* **OBJECTIF A**
D'après le texte sur la canonisation, à quelle date l'Église catholique a-t-elle canonisé Pier Giorgio Frassati et Carlo Acutis ?
* **OBJECTIF B**
Rédigez la suite du texte sur la canonisation de Pier Giorgio Frassati et Carlo Acutis, à partir de sa dernière phrase.

* **TEXTE FOURNI**

________

L’Église catholique vient de canoniser deux figures marquantes : Pier Giorgio Frassati et Carlo Acutis. Deux visages rayonnants, mis en avant comme modèles pour la jeunesse. Mais derrière la ferveur spirituelle et l’émotion des fidèles, une réalité moins glorieuse se profile : une canonisation est un « procès » coûteux, long, et réservé à ceux qui disposent de soutiens puissants. Alors, faut-il voir dans ces choix un signe de l’Esprit… ou l’effet d’un système où la sainteté dépend aussi de l’argent et de l’influence ?

L’Église catholique a canonisé le 7 septembre dernier deux jeunes : Pier Giorgio Frassati et Carlo Acutis.

________

* **DONNÉES AFFICHÉES**

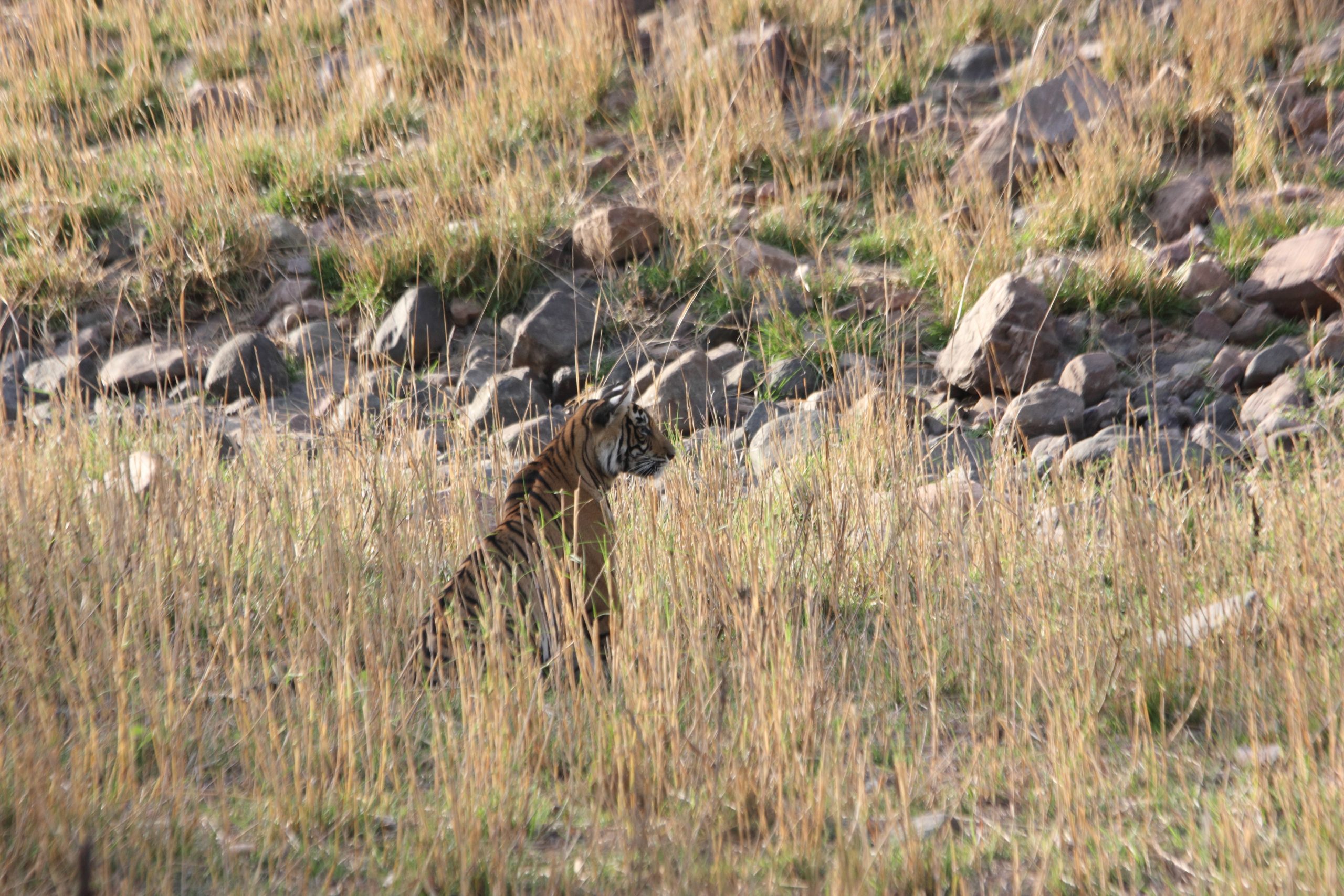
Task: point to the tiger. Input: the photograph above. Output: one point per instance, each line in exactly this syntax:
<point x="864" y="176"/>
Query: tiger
<point x="554" y="531"/>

________

* **RÉPONSE ATTENDUE A**
Le 7 septembre dernier.

* **RÉPONSE ATTENDUE B**
Pier Giorgio est né en 1901 et mort en 1925. Jeune homme italien de Turin, issu d’une famille bourgeoise, son père était le directeur du grand journal La Stampa, centriste de gauche, libéral et progressiste modéré. Giorgio était passionné de montagne, de ski et d’alpinisme. Mais derrière cette image sportive et joyeuse, il y avait un engagement social et spirituel. Étudiant en ingénierie des mines, il consacrait beaucoup de temps à aider les pauvres, les malades et les marginaux de Turin. On dit qu’il passait ses soirées dans les quartiers populaires pour porter des vivres, accompagner des malades, chercher du charbon (nous sommes au début du XXᵉ siècle) pour les familles sans chauffage. D’après certains témoignages, ses amis le décrivaient comme quelqu’un de lumineux, à la fois simple et profondément ancré dans la foi.


Il a aussi été très engagé dans l’Action catholique et la Jeunesse catholique italienne, où il fréquentait des cercles politiques chrétiens et défendait une société plus juste. Ce qui le distinguait, c’est son refus de cloisonner foi et vie quotidienne. Pour lui, la montagne, le service des pauvres et l’Eucharistie étaient un seul et même chemin. Mort très jeune d’une poliomyélite foudroyante à 24 ans, il a laissé une trace étonnante et incontestable : des foules ont assisté à ses funérailles, surtout des personnes pauvres qu’il avait aidées, parfois sans que sa famille le sache. Jean-Paul II l’a béatifié en 1990.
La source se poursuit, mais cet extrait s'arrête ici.